_What is expected_. Rewrite the records below, starting at the line that contains "The component shall identify every instance of the tdk" and running through the last record, with the requests kept in. Shift every point by adding 102 to both of its coordinates.

_Record extracts_.
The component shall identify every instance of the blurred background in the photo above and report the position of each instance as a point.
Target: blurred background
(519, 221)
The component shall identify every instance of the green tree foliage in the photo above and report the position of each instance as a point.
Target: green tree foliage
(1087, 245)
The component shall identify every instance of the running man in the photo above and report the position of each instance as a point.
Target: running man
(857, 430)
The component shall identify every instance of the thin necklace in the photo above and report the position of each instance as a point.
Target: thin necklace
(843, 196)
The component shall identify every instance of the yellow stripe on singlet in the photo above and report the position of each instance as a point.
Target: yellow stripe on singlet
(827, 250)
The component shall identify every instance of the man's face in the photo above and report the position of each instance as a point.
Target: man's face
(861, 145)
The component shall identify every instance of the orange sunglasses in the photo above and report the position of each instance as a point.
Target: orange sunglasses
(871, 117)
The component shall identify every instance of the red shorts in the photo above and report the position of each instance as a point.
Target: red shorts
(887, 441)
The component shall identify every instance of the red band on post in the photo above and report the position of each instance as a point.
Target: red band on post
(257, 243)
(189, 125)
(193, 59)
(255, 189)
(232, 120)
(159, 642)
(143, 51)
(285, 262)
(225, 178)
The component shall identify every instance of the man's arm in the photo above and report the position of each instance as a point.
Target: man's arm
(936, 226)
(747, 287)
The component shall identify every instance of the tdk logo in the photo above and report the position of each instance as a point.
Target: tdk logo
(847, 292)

_Output_.
The component shall identify every instance of the tdk logo in the photo above and report the position of each instance as a point.
Target: tdk logo
(949, 394)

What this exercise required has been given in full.